Work to be completed
Copy the listing below word for word, leaving out the pictures.

Records to process
— Start —
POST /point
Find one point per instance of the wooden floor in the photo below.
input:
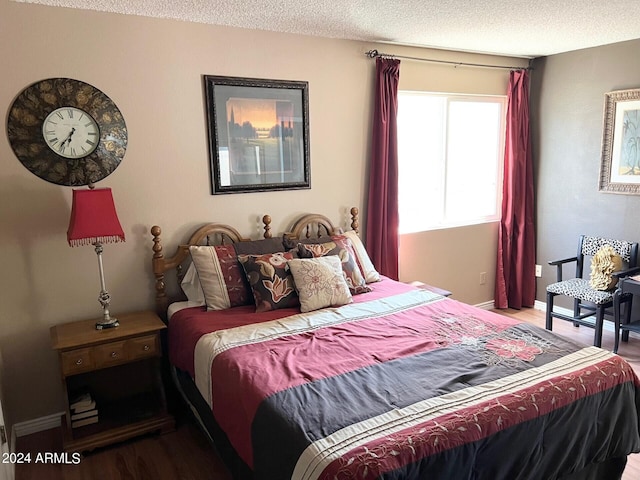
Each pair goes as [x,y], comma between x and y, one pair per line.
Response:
[186,453]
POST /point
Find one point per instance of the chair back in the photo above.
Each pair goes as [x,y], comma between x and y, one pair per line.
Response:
[589,246]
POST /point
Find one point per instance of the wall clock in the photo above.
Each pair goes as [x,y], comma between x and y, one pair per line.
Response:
[67,132]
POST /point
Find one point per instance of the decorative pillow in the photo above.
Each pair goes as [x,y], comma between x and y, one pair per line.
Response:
[603,264]
[191,286]
[260,247]
[362,257]
[270,280]
[320,282]
[221,277]
[341,247]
— End —
Completed exercise
POST /point
Find one point per instance of the wooden floor in the photo below.
input:
Each pair goes as [x,y], comma between x and y, one pair per line.
Response:
[186,453]
POST /point
Find one point per instance of the chair back in the photo above.
Each pair goes as [x,y], comma between x and y, one pair per line.
Response:
[589,246]
POST /point
Find one point per instance of the wall clock in the photo above.
Each pair goes as [x,y], comma between x and y, one pair per line.
Response:
[67,132]
POST /point
Find one point per instance of the decorative pillow in the photo above.
Each pair goes as [x,y], comma between x and y, one pair per line.
Response:
[603,264]
[191,286]
[260,247]
[362,257]
[270,280]
[320,282]
[221,277]
[341,247]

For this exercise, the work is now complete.